BEGIN Record set
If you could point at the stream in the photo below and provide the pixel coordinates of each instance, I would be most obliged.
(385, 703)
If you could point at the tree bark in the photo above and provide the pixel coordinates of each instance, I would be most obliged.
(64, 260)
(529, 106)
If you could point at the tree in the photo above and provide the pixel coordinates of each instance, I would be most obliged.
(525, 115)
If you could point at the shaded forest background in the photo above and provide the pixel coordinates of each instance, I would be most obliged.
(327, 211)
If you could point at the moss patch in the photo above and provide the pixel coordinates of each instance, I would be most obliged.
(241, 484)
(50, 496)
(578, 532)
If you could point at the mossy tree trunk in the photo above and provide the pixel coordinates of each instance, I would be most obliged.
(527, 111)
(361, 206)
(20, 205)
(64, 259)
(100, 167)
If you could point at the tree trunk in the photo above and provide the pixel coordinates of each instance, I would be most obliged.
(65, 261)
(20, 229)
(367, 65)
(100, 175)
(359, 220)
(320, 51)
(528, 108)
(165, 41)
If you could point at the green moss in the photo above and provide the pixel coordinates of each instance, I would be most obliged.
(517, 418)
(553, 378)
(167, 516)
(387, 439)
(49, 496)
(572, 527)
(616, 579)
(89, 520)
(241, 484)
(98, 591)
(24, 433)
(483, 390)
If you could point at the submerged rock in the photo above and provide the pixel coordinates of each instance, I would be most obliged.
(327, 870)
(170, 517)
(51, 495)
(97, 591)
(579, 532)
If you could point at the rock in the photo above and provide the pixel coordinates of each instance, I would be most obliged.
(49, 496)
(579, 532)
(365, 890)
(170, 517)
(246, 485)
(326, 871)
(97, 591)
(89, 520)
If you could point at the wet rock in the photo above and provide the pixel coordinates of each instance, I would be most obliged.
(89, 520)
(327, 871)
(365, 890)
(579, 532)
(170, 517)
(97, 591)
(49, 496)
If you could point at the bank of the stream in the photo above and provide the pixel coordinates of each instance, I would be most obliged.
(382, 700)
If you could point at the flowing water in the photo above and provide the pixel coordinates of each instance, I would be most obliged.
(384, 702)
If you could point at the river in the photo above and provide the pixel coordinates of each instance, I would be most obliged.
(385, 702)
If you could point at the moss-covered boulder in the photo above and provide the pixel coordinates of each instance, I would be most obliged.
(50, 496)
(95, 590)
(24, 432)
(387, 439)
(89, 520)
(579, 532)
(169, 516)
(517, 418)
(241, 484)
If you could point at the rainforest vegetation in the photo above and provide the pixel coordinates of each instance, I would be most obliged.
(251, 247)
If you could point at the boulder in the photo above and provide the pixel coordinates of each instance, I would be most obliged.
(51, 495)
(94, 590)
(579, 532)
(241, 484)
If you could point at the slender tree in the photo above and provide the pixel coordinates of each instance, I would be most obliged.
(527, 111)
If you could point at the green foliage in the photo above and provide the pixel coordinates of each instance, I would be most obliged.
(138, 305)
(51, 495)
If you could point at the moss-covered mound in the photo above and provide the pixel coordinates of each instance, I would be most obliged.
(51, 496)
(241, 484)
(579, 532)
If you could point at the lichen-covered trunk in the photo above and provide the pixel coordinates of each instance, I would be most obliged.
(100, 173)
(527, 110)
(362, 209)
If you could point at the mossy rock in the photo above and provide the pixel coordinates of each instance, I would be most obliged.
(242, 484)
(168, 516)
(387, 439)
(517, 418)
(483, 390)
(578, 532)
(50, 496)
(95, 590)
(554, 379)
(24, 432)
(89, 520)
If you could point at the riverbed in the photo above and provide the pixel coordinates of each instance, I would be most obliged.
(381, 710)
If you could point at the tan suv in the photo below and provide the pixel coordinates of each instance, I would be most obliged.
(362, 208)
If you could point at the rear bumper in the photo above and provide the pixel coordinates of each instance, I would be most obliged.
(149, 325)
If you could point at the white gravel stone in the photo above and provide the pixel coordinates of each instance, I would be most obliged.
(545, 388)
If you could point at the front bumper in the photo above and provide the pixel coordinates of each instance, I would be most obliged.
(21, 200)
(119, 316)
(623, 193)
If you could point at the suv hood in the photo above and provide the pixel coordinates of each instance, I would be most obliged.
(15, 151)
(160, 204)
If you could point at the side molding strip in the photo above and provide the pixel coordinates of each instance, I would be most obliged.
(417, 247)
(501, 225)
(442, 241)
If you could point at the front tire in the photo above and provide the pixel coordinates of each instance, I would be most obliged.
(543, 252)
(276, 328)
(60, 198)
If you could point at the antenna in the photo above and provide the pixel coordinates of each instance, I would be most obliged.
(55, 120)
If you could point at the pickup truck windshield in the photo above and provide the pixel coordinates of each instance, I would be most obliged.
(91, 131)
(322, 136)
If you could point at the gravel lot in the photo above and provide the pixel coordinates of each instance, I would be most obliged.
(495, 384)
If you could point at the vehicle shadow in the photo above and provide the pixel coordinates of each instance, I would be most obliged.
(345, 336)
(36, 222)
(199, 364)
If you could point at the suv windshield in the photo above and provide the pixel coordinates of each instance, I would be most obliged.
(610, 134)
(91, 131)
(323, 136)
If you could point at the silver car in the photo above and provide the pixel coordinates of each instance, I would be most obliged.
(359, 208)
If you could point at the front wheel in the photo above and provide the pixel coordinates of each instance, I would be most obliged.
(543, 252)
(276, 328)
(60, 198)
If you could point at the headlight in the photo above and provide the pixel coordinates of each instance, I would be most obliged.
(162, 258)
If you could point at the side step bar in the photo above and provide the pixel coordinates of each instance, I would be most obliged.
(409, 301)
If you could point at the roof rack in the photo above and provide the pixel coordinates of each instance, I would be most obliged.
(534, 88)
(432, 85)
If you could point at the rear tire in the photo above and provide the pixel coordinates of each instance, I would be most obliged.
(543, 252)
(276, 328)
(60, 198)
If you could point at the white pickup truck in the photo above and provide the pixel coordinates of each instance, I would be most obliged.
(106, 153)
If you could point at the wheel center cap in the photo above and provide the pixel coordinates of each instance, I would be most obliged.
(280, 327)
END Record set
§ **Your objective**
What should appear is an exact copy of the lines from the one with "If you could point at the vehicle" through the end of the entries above, ends included, and no other text.

§ **Solution for this exercise**
If you could point at the vehicle shadow in the photo above and provide the pixel coordinates of each instance, I would be most obliged.
(345, 336)
(36, 222)
(199, 364)
If you could point at the suv windshield in the photo above and provide the pixel coordinates of each instance, I would be most obliged.
(610, 134)
(91, 131)
(323, 136)
If you could point at the silver car in the photo above and provide the pixel coordinates of each instance, I would be most obliged.
(359, 208)
If you could point at the front wheel in the photo above and provide the pixel coordinates of each instance, I would be most obliged.
(543, 252)
(276, 328)
(60, 198)
If you could point at the headlight in the photo above and provide the pixel coordinates of each instance, I would be most obliged.
(162, 258)
If you could point at the side step bar in the photo above and provide the pixel coordinates of each instance, I would be most obliged.
(409, 301)
If you could point at the roof rack in the photo above and provide the pixel coordinates of each instance, I would be most obliged.
(534, 88)
(432, 85)
If you could point at the rear tire in the photo above and provide the pixel coordinates of each instance, I would be most obliged.
(543, 252)
(276, 328)
(60, 198)
If you could point at the white pickup truck in the photo above and provide the pixel coordinates of each instance, I would be most obliged.
(106, 153)
If you could point at the wheel center cap in the photo above and provide the pixel coordinates of each instance, I would be most obliged.
(280, 327)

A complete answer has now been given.